[Stored dataset items]
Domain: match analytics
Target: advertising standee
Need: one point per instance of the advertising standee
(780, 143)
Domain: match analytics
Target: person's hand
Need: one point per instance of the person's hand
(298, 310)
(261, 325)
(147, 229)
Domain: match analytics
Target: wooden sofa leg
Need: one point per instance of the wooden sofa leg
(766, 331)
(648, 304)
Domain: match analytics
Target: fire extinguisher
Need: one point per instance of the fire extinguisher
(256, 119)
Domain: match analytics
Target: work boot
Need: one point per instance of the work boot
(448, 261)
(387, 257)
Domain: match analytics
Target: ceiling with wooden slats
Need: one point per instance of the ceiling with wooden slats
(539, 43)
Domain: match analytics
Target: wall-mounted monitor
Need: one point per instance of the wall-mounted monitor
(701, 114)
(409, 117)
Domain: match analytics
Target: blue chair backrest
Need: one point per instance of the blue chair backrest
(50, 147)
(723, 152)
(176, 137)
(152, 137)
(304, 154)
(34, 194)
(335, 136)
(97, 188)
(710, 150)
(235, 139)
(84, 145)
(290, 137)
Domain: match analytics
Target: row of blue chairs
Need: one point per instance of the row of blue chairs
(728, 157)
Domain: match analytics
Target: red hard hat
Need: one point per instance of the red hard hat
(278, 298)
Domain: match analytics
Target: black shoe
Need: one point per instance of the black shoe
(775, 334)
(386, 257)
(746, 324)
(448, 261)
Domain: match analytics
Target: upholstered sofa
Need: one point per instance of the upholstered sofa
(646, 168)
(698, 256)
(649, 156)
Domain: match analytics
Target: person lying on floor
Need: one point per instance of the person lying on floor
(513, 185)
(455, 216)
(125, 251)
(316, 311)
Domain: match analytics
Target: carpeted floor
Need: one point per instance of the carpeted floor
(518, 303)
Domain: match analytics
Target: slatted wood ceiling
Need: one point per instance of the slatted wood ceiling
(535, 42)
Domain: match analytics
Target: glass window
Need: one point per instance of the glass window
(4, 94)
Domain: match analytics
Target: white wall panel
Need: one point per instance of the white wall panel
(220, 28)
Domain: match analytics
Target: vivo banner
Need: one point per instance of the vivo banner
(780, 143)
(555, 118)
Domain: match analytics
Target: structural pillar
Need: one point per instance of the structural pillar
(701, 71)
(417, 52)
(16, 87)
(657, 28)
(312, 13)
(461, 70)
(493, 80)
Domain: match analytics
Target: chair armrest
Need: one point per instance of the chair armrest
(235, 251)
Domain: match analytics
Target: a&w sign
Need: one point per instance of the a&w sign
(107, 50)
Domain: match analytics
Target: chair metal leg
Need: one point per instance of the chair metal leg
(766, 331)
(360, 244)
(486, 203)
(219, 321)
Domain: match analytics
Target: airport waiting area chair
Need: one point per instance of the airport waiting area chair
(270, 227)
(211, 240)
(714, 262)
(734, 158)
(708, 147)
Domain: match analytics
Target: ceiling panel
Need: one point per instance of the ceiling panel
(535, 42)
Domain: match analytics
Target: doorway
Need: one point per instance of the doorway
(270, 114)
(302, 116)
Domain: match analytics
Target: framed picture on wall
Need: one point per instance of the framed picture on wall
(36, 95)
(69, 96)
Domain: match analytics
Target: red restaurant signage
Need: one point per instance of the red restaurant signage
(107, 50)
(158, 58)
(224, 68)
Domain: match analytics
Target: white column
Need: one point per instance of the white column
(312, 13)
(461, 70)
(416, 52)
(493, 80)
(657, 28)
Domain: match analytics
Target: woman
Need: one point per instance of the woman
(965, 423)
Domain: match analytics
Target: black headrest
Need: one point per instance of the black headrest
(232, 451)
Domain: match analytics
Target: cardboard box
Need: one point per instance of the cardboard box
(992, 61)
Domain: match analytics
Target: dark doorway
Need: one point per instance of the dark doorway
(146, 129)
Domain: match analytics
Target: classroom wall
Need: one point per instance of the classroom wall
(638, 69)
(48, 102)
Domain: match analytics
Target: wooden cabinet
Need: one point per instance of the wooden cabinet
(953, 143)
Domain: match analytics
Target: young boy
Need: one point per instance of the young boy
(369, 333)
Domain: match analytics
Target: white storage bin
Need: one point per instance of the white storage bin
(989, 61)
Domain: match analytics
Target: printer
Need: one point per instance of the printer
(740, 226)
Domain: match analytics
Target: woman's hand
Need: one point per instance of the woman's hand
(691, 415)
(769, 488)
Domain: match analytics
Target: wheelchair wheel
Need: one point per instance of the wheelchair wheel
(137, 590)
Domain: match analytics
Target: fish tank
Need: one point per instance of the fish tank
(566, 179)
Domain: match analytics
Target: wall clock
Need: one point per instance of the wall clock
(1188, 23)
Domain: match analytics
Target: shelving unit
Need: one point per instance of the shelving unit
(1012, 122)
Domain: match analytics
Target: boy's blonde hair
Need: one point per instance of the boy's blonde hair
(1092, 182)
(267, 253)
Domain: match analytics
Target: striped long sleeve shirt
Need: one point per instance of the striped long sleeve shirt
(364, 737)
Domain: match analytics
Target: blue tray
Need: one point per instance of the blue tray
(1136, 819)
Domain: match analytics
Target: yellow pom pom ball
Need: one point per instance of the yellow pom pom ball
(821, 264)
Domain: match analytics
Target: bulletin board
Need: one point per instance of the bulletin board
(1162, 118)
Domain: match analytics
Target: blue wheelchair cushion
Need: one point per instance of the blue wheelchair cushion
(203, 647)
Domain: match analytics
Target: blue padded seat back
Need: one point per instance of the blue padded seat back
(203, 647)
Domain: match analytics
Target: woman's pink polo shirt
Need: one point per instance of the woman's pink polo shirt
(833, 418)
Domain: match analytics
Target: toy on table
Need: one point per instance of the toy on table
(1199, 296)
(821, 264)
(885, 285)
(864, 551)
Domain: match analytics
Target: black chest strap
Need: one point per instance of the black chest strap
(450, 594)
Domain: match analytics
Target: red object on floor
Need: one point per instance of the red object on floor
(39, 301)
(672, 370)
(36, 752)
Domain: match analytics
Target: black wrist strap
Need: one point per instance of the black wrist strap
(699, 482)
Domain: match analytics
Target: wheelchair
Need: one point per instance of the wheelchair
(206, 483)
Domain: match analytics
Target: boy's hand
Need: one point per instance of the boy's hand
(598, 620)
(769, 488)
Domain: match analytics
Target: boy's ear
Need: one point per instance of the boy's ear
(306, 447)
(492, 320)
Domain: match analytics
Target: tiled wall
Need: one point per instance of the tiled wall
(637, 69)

#### REQUIREMENT:
Repeat every record above. Each one must match exactly.

#### WRITTEN REPLY:
Domain: match analytics
Target: advertising standee
Need: one point per instance of the advertising standee
(780, 143)
Domain: match analytics
Target: person's hand
Need: one point per instance of the person's hand
(298, 310)
(261, 325)
(147, 229)
Domain: match analytics
Target: wooden sofa leg
Need: one point per instance of the wooden sofa leg
(766, 331)
(648, 304)
Domain: match analytics
Target: fire extinguisher
Need: one point per instance of the fire extinguisher
(256, 119)
Domain: match analytics
Target: work boot
Need: one point per instance of the work boot
(448, 261)
(387, 257)
Domain: match analytics
Target: ceiling with wooden slats
Need: one point per instance of the ceiling with wooden slats
(539, 43)
Domain: match analytics
Target: wall-mounted monitor
Need: one point per instance of the wall-mounted monitor
(701, 114)
(409, 117)
Domain: match analytics
Target: blue chair backrest
Need: one point per instance of the blue chair backrest
(50, 147)
(723, 152)
(176, 137)
(152, 137)
(304, 154)
(34, 194)
(335, 136)
(97, 188)
(710, 150)
(235, 139)
(84, 145)
(290, 137)
Domain: match analytics
Target: row of blue chairs
Need: one point per instance of the row of blue chairs
(728, 157)
Domain: match analytics
Target: red hard hat
Need: one point per instance of the red hard hat
(278, 298)
Domain: match analytics
Target: black shoe
Need: one point per instance of the black shoe
(775, 334)
(386, 257)
(746, 324)
(448, 261)
Domain: match analytics
Target: upholstered sofa
Need: one point per instance of the upholstered sofa
(646, 168)
(698, 256)
(649, 156)
Domain: match analytics
Target: person lying on floor
Need: one point per instance of the person lying on floor
(513, 185)
(455, 216)
(125, 251)
(316, 311)
Domain: match analytics
Target: carpeted floor
Need: one point per instance of the carpeted floor
(518, 303)
Domain: match analytics
Target: slatted wood ceiling
Need: one point per instance of the slatted wood ceiling
(535, 42)
Domain: match analytics
Target: glass window
Need: one point per instance of the glass window
(4, 94)
Domain: match analytics
Target: white wall panel
Need: one point per instance of the white wall panel
(220, 28)
Domain: match analytics
Target: vivo banner
Need: one point per instance of the vivo banner
(780, 143)
(555, 118)
Domain: match analytics
Target: structural pillar
Need: one point per instance of the structural pillar
(701, 71)
(417, 52)
(16, 87)
(657, 28)
(312, 13)
(461, 70)
(493, 80)
Domain: match analytics
Target: chair armrest
Need: one point per instance of the chair armrest
(235, 251)
Domain: match analytics
Target: a&w sign
Need: one point per instance of the a&w sign
(107, 50)
Domain: match analytics
Target: chair metal leg
Need: one point per instance of the chair metal leg
(766, 331)
(360, 244)
(486, 203)
(219, 321)
Domain: match analytics
Target: airport waiting area chair
Need: one point per instance of the airport waiting area chair
(270, 227)
(211, 240)
(714, 262)
(734, 158)
(708, 147)
Domain: match analytics
Target: ceiling panel
Need: one point per instance of the ceiling panel
(535, 42)
Domain: match analytics
Target: doorway
Need: one point per instance of the doorway
(270, 114)
(302, 116)
Domain: match analytics
Target: framed picture on wall
Need: one point per instance of the framed picture on wall
(36, 95)
(69, 96)
Domain: match analytics
Target: red restaurant signage
Need: one point per instance of the red restaurant signage
(107, 50)
(158, 58)
(224, 68)
Domain: match analytics
Target: white column
Need: one point per instance of the white column
(312, 13)
(461, 70)
(416, 52)
(493, 80)
(657, 28)
Domain: match analytics
Target: woman
Need: one point per instance of the woman
(965, 423)
Domain: match analytics
Target: black headrest
Need: one point per instance of the black headrest
(232, 451)
Domain: match analytics
Target: cardboard box
Need: one point per instance of the cardboard box
(992, 61)
Domain: match analytics
Target: dark doorway
Need: one point per instance of the dark doorway
(146, 129)
Domain: match analytics
Target: classroom wall
Need: one point per instance of the classroom wall
(638, 69)
(48, 102)
Domain: match analytics
Target: wooden cabinet
Need: one point per instance of the wooden cabinet
(953, 143)
Domain: match analytics
Target: young boy
Need: one point per instance of the young boy
(369, 333)
Domain: match analytics
Target: white storage bin
Need: one point per instance of the white storage bin
(989, 61)
Domain: match analytics
Target: printer
Need: one point per instance of the printer
(740, 226)
Domain: match analytics
Target: woman's hand
Need: one point per instance of the woman's hand
(691, 415)
(769, 488)
Domain: match analytics
Target: wheelchair wheel
Need: one point per instance of the wheelchair wheel
(137, 590)
Domain: match analytics
Target: fish tank
Need: one point per instance of the fish tank
(566, 179)
Domain: match analytics
Target: wall clock
Need: one point per instance of the wall clock
(1188, 23)
Domain: match analytics
Target: shelving unit
Need: one point per instance of the shelving unit
(1012, 122)
Domain: match analytics
Target: boy's blonde hair
Need: one point per instance of the boy's blonde hair
(1092, 182)
(267, 253)
Domain: match analytics
Target: striped long sleeve shirt
Need: one point per instance of the striped long sleeve shirt
(364, 737)
Domain: match analytics
Target: blue tray
Need: one point per instance of the blue tray
(1136, 819)
Domain: match analytics
Target: yellow pom pom ball
Need: one point per instance of the yellow pom pom ball
(821, 264)
Domain: match analytics
Target: bulletin board
Need: one point per instance of the bulletin board
(1162, 118)
Domain: match analytics
Target: blue wheelchair cushion
Need: one point per instance of the blue wheelchair cushion
(203, 647)
Domain: match analytics
Target: blue padded seat back
Need: one point per instance of the blue padded seat back
(203, 647)
Domain: match analytics
Target: woman's pink polo shirt
Need: one point per instance of the woman's pink polo shirt
(833, 418)
Domain: match analytics
Target: toy on table
Need: one point per instance of the toy on table
(1199, 296)
(821, 264)
(885, 285)
(864, 551)
Domain: match analytics
Target: black chest strap
Need: one point per instance of the black chest strap
(450, 594)
Domain: match analytics
Target: red object on floor
Need: one point per instance of the red object on floor
(39, 301)
(672, 370)
(36, 752)
Domain: match analytics
Target: black wrist strap
Need: one point per instance of the black wrist strap
(699, 482)
Domain: match analytics
Target: wheelchair
Need: one point per instance of the wheelchair
(206, 483)
Domain: match analytics
Target: boy's hand
Need: one point per instance of the boy's hand
(598, 620)
(769, 488)
Domain: match analytics
Target: boy's ear
Need: one point per instance of the boy's ear
(306, 447)
(492, 320)
Domain: match analytics
Target: tiled wall
Need: one point per instance of the tiled wall
(637, 69)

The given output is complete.